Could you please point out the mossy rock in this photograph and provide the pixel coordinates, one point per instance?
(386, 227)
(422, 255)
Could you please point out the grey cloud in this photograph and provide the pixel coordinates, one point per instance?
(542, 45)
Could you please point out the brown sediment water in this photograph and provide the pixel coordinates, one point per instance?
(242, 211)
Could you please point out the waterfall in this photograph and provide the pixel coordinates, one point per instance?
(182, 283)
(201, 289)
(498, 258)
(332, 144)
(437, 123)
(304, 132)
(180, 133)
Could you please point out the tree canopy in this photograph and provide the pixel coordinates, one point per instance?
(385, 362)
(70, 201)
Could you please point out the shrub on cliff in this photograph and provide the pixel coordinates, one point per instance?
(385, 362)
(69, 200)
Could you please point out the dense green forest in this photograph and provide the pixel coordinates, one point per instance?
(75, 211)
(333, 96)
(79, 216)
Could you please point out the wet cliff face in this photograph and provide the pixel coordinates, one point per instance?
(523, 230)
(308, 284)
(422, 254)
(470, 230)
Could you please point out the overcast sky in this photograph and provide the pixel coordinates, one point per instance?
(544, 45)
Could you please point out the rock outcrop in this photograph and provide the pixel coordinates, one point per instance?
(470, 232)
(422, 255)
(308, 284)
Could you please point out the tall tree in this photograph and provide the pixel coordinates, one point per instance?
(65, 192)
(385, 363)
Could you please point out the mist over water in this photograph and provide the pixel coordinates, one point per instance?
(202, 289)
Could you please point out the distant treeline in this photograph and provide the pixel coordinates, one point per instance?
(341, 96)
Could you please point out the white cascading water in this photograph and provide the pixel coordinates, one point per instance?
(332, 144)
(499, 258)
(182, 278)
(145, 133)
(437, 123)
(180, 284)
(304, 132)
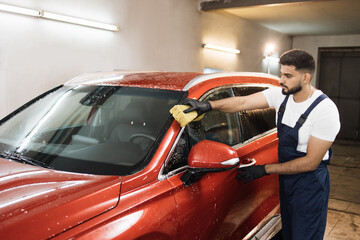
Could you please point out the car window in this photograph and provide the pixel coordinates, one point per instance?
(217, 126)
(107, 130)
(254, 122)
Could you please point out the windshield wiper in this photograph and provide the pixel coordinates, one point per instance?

------------------------------------------------

Exercise details → Retype every one of the entries above word for word, and leave out the pictures.

Answer to this problem →
Could you please point out the mossy rock in this photograph and provide the pixel coordinates, one point per instance?
(386, 227)
(422, 255)
Could you please point out the grey cloud in this photograph and provide the pixel coordinates, one point per instance?
(542, 45)
Could you please point out the brown sediment water in this photograph and provide the pixel coordinates, one point per instance?
(242, 211)
Could you please point out the waterfall in this photograph and provide the pixel coordinates, one point per instance?
(182, 283)
(201, 289)
(498, 258)
(332, 144)
(437, 123)
(304, 132)
(180, 133)
Could you please point out the tree canopy in this photograph and provide the pixel coordinates, one point per instance?
(385, 362)
(70, 201)
Could you please point out the shrub on cliff in this photograph and provide the pixel coordinates, one point per instance?
(385, 362)
(69, 200)
Could you please point out the dense green forest in this photograph and provide the pixel coordinates, one point per instance?
(75, 211)
(333, 96)
(79, 216)
Could you please point out the wet cliff face in this photograph and provide the pixel coordinates, one point per instance?
(523, 230)
(308, 284)
(422, 254)
(470, 230)
Could you please point out the overcast sky in this photograph and provide the pixel coordinates, one point per instance?
(544, 45)
Could you please point out the rock outcrop in this photograph and provide the pixel coordinates, one point per instance?
(470, 232)
(422, 255)
(308, 284)
Could you please point out the tall tree in this photograph and provide the pixel coordinates, one point per instance?
(65, 192)
(385, 363)
Could you please point out the mist over water in this photograph and provide the pixel coordinates, one point per instance?
(202, 289)
Could you please point out the distant treeline in this photograph and provide the pixel coordinates, one point per instance?
(341, 96)
Could you please point out the white cascading water in this photograph and provide the pixel coordinates, one point per instance?
(332, 144)
(499, 258)
(182, 278)
(145, 133)
(437, 123)
(180, 284)
(304, 132)
Could you please point out the car window in this photograph and provide the pixel coordinates, one point per instance?
(217, 126)
(107, 130)
(254, 122)
Could you please point out the windshield wiper in this photograph and provide the pixel coordinates, one point per instance?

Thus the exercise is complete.